= Exercise passage =
[Start of section]

Upgrade to BUY and raised TP to HK$ 32.82, based on 41x FY21E P/E, ~2 s.d. above 5 years avg. of 28x (from 25x FY21E P/E). We believe Prada’s impressive turnaround in Jun - Jul 2020 is the result of series of successful reforms and should deserve a re-rating. Therefore, its valuation at 35x FY21E P/E, at ~1 s.d. above 5 years avg. of 28x, in our view, is still attractive (vs peers’ average of 29x).
- 1H20 results slightly missed. 1H20 sales fell by 40% YoY to EUR 0.94bn, below BBG est. by 7%, and net losses of EUR 180mn was recorded, also below BBG est. of EUR 129mn. This miss, in our view, was mainly due to lower-than-expected GP margin at 70.4%, where a drag of ~3.3pt came from high industrial fixed costs in the supply chain during pandemic.
- However, 2Q20 recovery was impressive and happened not only in mainland China. Prada’s momentum was strong since 2H19, with high-teens retail sales growth in Jan 2020, indicating gains in brand traction following successful product launches and marketing campaign. Therefore, even with COVID-19 disruption, we are not surprised to see a strong comeback from them. In fact, retail sales growth already returned to single digit decline in Jul 2020 vs ~20% drop in Jun 2020, despite ~30 stores are yet to re-open, lack of tourists flow and various travel restrictions. Note that momentum in Jul was not only superb in mainland China (~66% jump), but also in Asia Pacific (~20% growth) and Middle East (strong double digit), while US (slight negative), Japan (low double digit negative) and EU (double digit negative) are also recovering meaningfully from 2Q20. More importantly, the group already went back into profit in Jun and Jul 2020.
- The Company is cautiously targeting a EBIT breakeven in FY20E. According to management, a EBIT breakeven in FY20E is still possible as long as retail sales growth in 2H20E stay flattish. We believe that is achievable as long as strong sales trend in Jul 2020 sustains into 2H20E.
- We are more optimistic on FY21E, thanks to: 1) better pricing and margins, 2) ramp up of e-commerce and 3) opex savings (e.g. rental and other variables). We are becoming more positive on FY21E, as: 1) management guided for a strong 75% GP margin, with the aid of ASP increases (a sign of better popularity), 2) higher margin e-commerce sales growth to stay fast (online sales grew by 150% in 1H20) and 3) pressure from opex to be eased with many rental contracts being renegotiated.
- Upgrade to BUY and raised TP to HK$ 32.82. We revised down FY20E/ 21E/ 22E EPS estimates by 129%/ 11%/ 7%, to factor in the pandemic related losses. As we believe Prada is in a much better position to gain market shares in near future, we upgrade Prada to BUY and lifted TP to HK$ 32.82, based on a 41x FY21E P/E, ~2 s.d. above 5 years average of 28x (from 25x FY21E P/E, given strong turnaround).

[End of section]

= Exercise requirements =
Copy everything from "- We are more" down to "given strong turnaround)." in the Prada report, swapping "e-commerce" for "online retail".

= Data excerpts =
[Start of section]

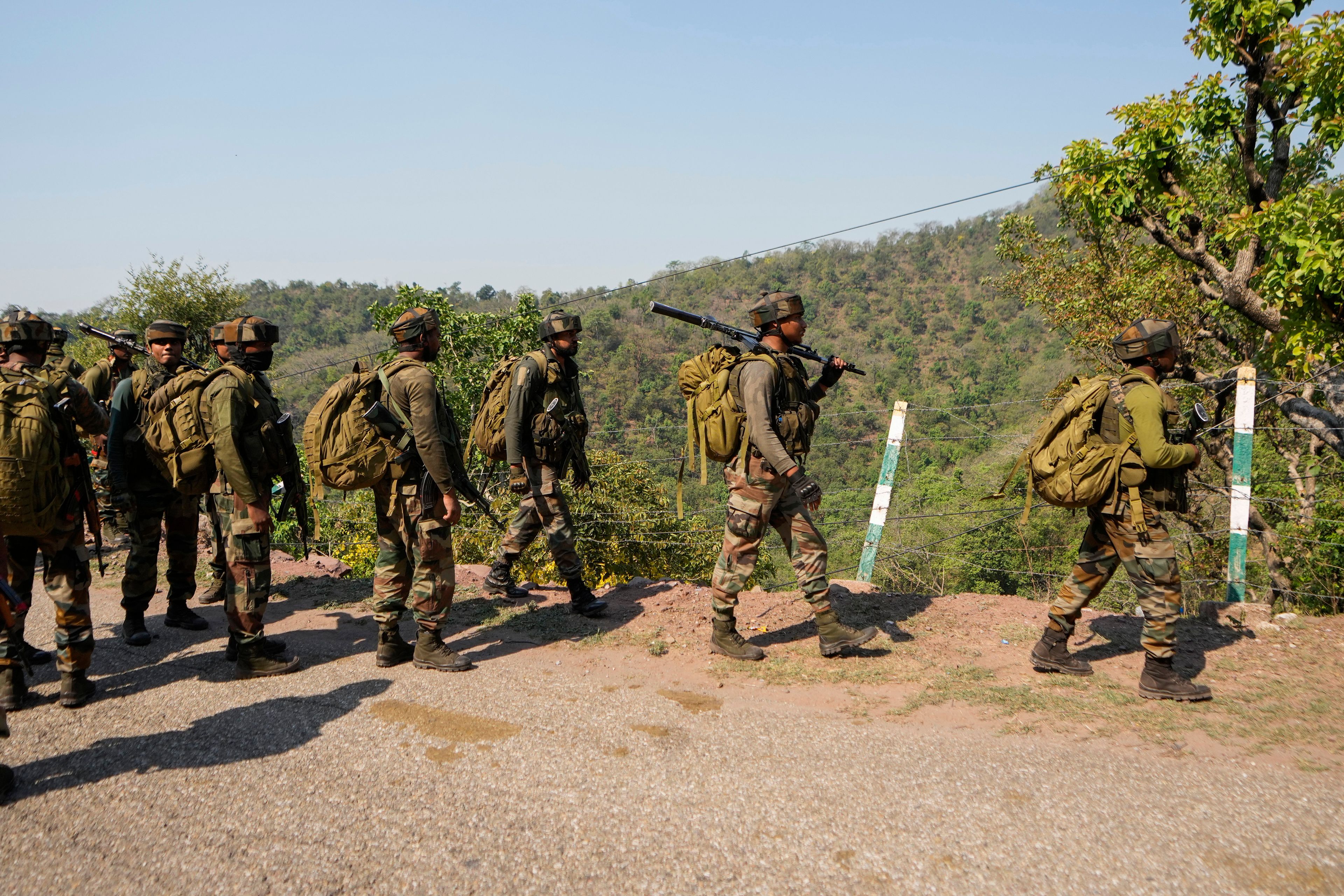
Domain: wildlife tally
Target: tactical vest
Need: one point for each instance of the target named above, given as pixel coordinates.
(792, 417)
(547, 439)
(1162, 489)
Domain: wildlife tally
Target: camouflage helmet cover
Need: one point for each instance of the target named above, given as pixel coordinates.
(413, 324)
(25, 327)
(775, 307)
(558, 323)
(1146, 338)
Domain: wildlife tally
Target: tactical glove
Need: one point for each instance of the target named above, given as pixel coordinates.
(806, 487)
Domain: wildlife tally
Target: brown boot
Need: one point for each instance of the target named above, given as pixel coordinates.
(393, 649)
(730, 644)
(834, 636)
(1051, 655)
(432, 653)
(1162, 683)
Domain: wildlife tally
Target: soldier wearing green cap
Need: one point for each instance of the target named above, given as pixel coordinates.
(1138, 407)
(539, 455)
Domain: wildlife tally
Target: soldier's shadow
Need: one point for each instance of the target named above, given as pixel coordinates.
(1115, 636)
(265, 729)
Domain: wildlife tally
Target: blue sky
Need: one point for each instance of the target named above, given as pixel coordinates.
(549, 146)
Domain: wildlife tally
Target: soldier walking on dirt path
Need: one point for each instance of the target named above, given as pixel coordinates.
(768, 484)
(150, 504)
(417, 507)
(545, 433)
(65, 559)
(1138, 409)
(253, 445)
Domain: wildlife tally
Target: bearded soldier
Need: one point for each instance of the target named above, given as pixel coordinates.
(150, 502)
(545, 430)
(65, 561)
(1126, 526)
(417, 507)
(101, 381)
(253, 445)
(768, 484)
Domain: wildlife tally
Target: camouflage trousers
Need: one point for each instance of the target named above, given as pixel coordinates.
(65, 575)
(154, 516)
(760, 498)
(544, 508)
(1151, 566)
(246, 567)
(414, 558)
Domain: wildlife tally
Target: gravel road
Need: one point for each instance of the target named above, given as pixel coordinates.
(553, 770)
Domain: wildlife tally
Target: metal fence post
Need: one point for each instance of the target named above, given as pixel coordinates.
(882, 498)
(1244, 422)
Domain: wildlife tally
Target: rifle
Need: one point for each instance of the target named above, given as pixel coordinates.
(744, 336)
(78, 457)
(429, 493)
(130, 346)
(582, 472)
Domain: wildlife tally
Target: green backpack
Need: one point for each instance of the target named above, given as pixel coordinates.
(33, 472)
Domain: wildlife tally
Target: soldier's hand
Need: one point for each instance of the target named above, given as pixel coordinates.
(260, 515)
(452, 510)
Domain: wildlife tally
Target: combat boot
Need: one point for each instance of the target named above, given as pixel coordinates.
(134, 629)
(14, 690)
(254, 663)
(271, 647)
(500, 581)
(1162, 683)
(432, 653)
(76, 690)
(582, 601)
(1051, 655)
(730, 644)
(393, 649)
(182, 617)
(834, 636)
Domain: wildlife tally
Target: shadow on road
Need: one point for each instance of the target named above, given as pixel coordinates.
(267, 729)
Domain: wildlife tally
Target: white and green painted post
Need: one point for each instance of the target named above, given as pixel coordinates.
(882, 499)
(1244, 422)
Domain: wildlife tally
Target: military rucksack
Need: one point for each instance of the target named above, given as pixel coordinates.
(1069, 464)
(33, 460)
(344, 450)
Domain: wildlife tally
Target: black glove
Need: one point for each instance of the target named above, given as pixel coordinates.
(806, 487)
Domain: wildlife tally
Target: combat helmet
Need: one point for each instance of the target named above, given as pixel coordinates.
(23, 327)
(558, 322)
(414, 324)
(1146, 338)
(775, 307)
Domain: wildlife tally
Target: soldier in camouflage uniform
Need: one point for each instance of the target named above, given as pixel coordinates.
(101, 381)
(1126, 527)
(539, 453)
(253, 444)
(768, 484)
(417, 507)
(150, 503)
(65, 559)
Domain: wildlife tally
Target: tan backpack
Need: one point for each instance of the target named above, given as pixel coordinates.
(33, 475)
(1070, 465)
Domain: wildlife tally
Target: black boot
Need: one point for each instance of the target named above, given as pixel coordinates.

[End of section]

= Completed exercise =
- We are more optimistic on FY21E, thanks to: 1) better pricing and margins, 2) ramp up of online retail and 3) opex savings (e.g. rental and other variables). We are becoming more positive on FY21E, as: 1) management guided for a strong 75% GP margin, with the aid of ASP increases (a sign of better popularity), 2) higher margin online retail sales growth to stay fast (online sales grew by 150% in 1H20) and 3) pressure from opex to be eased with many rental contracts being renegotiated.
- Upgrade to BUY and raised TP to HK$ 32.82. We revised down FY20E/ 21E/ 22E EPS estimates by 129%/ 11%/ 7%, to factor in the pandemic related losses. As we believe Prada is in a much better position to gain market shares in near future, we upgrade Prada to BUY and lifted TP to HK$ 32.82, based on a 41x FY21E P/E, ~2 s.d. above 5 years average of 28x (from 25x FY21E P/E, given strong turnaround).